=== Source data ===
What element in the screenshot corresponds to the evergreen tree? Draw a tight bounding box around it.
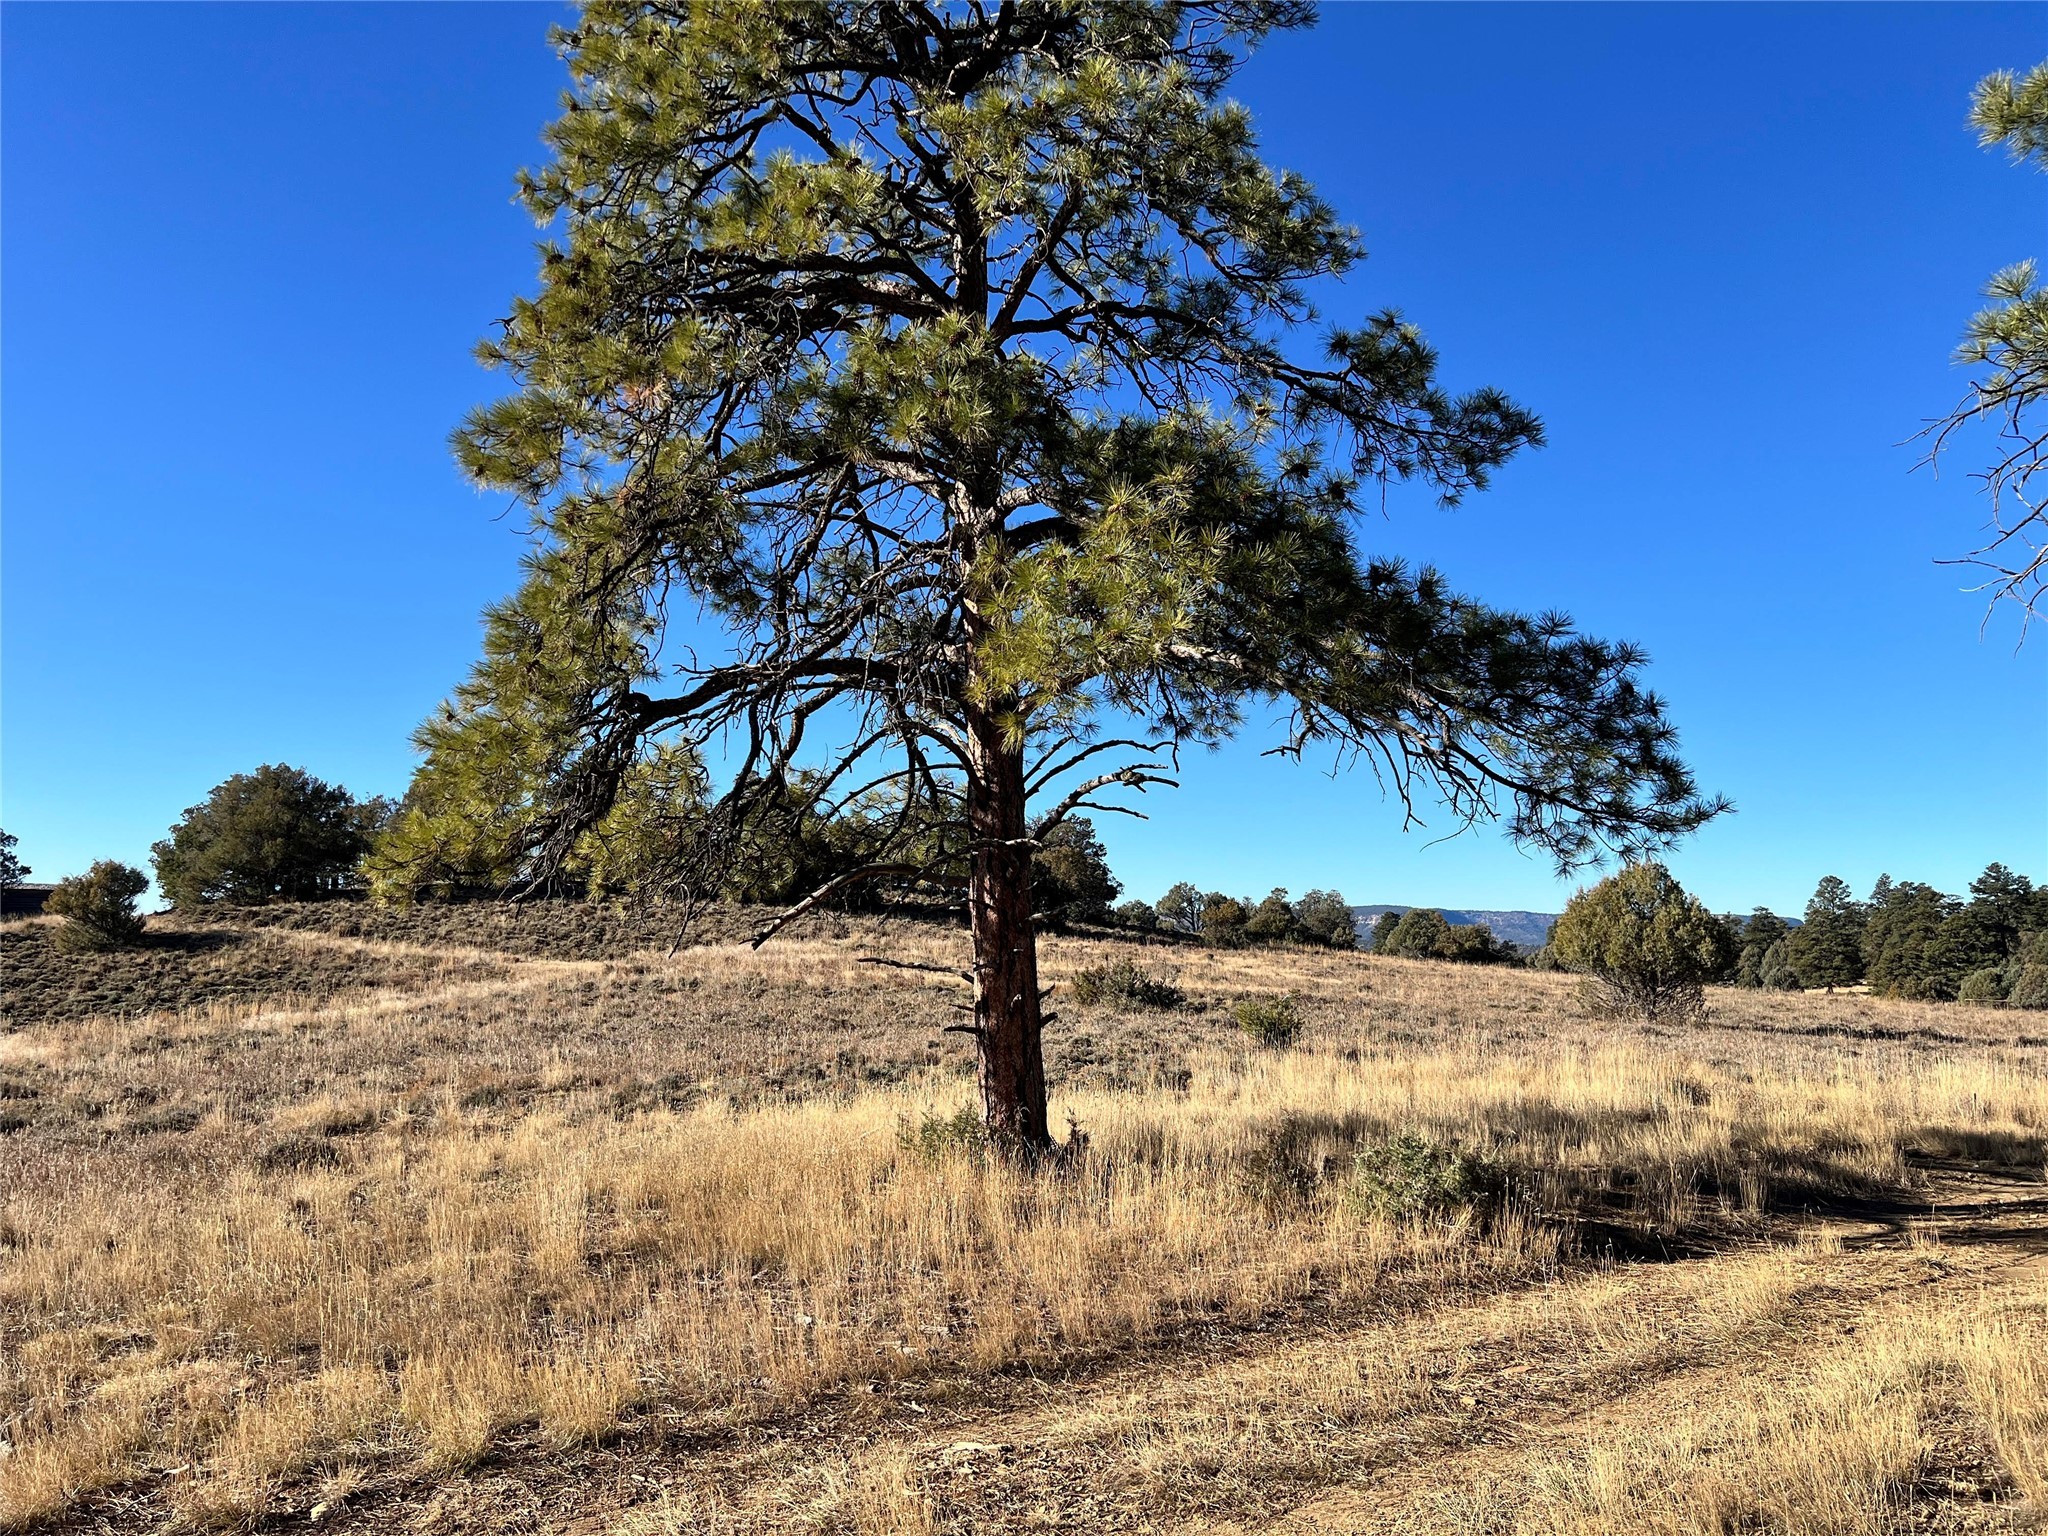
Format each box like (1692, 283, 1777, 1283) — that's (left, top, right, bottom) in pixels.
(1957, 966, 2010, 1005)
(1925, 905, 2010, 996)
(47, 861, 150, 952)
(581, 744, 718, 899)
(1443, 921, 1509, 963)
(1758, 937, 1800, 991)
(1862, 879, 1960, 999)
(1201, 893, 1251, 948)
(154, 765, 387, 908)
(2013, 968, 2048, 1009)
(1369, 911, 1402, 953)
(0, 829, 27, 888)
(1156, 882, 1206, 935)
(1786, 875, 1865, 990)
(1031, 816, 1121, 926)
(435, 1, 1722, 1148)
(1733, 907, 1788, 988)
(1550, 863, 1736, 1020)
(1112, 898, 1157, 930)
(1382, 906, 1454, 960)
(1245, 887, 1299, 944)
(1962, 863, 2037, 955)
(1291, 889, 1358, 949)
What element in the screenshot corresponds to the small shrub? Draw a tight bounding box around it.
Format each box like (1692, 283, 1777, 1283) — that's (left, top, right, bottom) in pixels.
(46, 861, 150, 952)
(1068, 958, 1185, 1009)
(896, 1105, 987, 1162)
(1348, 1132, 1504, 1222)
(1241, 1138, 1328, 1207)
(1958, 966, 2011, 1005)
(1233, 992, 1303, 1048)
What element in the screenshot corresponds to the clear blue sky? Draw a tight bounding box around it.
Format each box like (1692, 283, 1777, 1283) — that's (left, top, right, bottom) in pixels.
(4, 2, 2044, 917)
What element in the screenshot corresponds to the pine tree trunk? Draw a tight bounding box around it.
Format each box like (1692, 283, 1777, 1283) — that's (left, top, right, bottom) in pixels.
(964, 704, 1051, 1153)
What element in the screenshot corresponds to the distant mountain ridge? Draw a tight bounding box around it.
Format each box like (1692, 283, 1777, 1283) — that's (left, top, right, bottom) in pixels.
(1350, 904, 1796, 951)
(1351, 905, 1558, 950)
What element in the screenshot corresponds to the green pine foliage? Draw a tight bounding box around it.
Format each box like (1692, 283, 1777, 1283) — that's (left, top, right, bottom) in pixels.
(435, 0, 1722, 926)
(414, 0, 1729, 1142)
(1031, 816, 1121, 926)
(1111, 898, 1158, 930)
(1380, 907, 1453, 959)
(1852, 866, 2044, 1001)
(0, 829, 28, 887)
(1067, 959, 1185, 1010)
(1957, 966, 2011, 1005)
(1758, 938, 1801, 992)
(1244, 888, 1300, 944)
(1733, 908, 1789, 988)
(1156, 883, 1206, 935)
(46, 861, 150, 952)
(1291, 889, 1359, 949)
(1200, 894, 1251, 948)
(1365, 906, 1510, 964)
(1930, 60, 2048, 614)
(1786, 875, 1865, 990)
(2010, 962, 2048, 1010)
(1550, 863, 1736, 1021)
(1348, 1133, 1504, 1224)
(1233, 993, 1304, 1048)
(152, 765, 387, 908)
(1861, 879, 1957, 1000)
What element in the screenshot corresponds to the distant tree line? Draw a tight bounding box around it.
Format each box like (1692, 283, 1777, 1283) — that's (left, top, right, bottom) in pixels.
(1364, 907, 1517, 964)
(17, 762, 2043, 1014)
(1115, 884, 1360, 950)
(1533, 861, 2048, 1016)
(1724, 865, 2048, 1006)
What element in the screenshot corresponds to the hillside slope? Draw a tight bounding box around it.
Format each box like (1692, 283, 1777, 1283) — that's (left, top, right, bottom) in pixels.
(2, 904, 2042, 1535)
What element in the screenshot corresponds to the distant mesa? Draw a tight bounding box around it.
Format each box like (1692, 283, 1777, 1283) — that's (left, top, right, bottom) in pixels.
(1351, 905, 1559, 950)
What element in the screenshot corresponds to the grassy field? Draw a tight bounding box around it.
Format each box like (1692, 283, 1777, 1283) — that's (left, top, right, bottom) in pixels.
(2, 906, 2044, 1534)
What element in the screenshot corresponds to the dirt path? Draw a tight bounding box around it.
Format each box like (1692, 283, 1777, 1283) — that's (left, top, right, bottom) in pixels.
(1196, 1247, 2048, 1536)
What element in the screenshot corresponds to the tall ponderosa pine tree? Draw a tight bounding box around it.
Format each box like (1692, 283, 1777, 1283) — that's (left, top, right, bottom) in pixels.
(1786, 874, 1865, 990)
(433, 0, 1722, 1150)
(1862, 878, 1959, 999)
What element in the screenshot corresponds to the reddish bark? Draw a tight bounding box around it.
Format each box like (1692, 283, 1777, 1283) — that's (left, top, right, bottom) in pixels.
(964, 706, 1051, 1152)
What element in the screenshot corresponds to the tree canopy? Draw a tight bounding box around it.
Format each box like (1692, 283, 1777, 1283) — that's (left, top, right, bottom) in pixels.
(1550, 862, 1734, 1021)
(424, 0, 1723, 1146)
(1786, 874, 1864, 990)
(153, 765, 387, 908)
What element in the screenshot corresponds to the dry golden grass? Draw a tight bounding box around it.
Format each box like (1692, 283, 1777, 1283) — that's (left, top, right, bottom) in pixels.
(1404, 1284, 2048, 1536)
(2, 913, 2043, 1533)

=== Task ===
The answer must be an exact copy of the lines above, from the start of the records through the line with "What element in the screenshot corresponds to the clear", and of nothing else; no pictures belong in it.

=== Result below ===
What element in the screenshot corresponds to the evergreen tree? Draw a tight bounding box around it.
Format each box like (1692, 283, 1777, 1283) — that's (left, top, right, bottom) in pixels.
(1957, 966, 2010, 1005)
(1925, 905, 2010, 996)
(47, 861, 150, 952)
(581, 744, 718, 899)
(1443, 921, 1509, 963)
(1758, 937, 1800, 991)
(1862, 879, 1960, 999)
(1201, 893, 1251, 948)
(154, 765, 387, 908)
(2013, 968, 2048, 1009)
(1369, 911, 1402, 953)
(0, 829, 27, 888)
(1156, 882, 1206, 935)
(1786, 875, 1865, 990)
(1031, 816, 1121, 926)
(435, 1, 1722, 1148)
(1733, 907, 1788, 988)
(1550, 863, 1736, 1020)
(1112, 898, 1157, 930)
(1382, 906, 1454, 960)
(1245, 887, 1299, 944)
(1962, 863, 2037, 955)
(1291, 889, 1358, 949)
What element in the screenshot corresponds to the small shrub? Draw a tight bounding box around it.
Format each box like (1692, 283, 1777, 1283) — that's (left, top, right, bottom) in pixels.
(46, 861, 150, 952)
(1068, 958, 1185, 1009)
(896, 1105, 987, 1162)
(1348, 1132, 1504, 1222)
(1241, 1138, 1328, 1207)
(1958, 966, 2011, 1005)
(1233, 992, 1303, 1048)
What element in the screenshot corresponds to the clear blue sky? Draw a tight bounding box around it.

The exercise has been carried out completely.